- Source document:
Khati village is the uppermost settlement of the Pindar Valley in Uttarakhand, beyond which a path heads up towards the Pindari Glacier
Khati village is the uppermost settlement of the Pindar Valley in Uttarakhand, beyond which a path heads up towards the Pindari Glacier © Amar Grover

Strolling high above the valley floor, I heard the distinctive and faintly melancholic cry of an eagle. It was clear yet oddly tinny. My guide, Bhuppi Takuli, caught my puzzled look. “Mobile phone,” he chuckled, cradling it to his ear. Even in the far-flung Indian Himalaya, remoteness is being diluted. I took consolation from his ringtone being the call of a crested serpent eagle. “It’s my favourite bird,” he added. It became my favourite ringtone too, and one to which I grew accustomed over the following week.

I had come to walk in the upper reaches of the Saryu and Pindar valleys in the Kumaon region of Uttarakhand. Bordered by Nepal to the east and Tibet to the north, Kumaon’s warm and fecund valleys cradle hundreds of villages where life’s rhythms endure largely unchanged. Yet what sets Saryu and Pindar apart is not merely proximity to great Himalayan peaks and glaciers but their embracing of a sustainable tourism model developed by an organisation called Village Ways.

- Data shown:
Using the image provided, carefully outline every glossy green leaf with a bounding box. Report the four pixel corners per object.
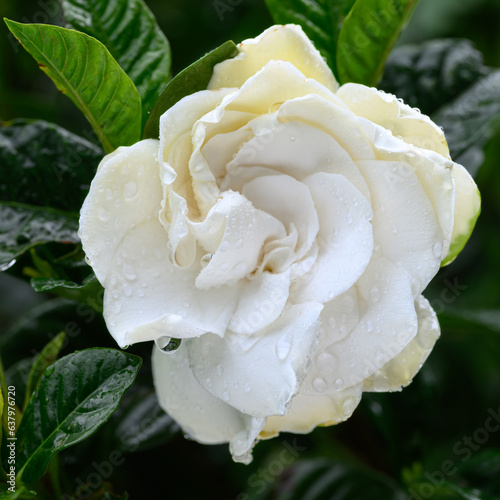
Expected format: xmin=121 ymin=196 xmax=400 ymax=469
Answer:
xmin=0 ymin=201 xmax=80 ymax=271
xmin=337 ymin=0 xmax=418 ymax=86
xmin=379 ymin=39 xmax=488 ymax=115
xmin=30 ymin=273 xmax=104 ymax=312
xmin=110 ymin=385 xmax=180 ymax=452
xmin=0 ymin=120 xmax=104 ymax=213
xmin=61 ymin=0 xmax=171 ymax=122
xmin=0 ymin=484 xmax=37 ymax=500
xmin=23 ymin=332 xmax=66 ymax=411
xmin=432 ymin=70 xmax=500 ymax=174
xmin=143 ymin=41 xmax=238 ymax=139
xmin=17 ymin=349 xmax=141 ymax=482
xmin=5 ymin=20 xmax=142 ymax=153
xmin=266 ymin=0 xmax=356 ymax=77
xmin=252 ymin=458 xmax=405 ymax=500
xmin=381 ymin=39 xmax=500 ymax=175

- Problem to work on:
Type out the part of the Kumaon walking article starting at "I had come to" and ending at "called Village Ways.", word for word.

- Worked solution:
I had come to walk in the upper reaches of the Saryu and Pindar valleys in the Kumaon region of Uttarakhand. Bordered by Nepal to the east and Tibet to the north, Kumaon’s warm and fecund valleys cradle hundreds of villages where life’s rhythms endure largely unchanged. Yet what sets Saryu and Pindar apart is not merely proximity to great Himalayan peaks and glaciers but their embracing of a sustainable tourism model developed by an organisation called Village Ways.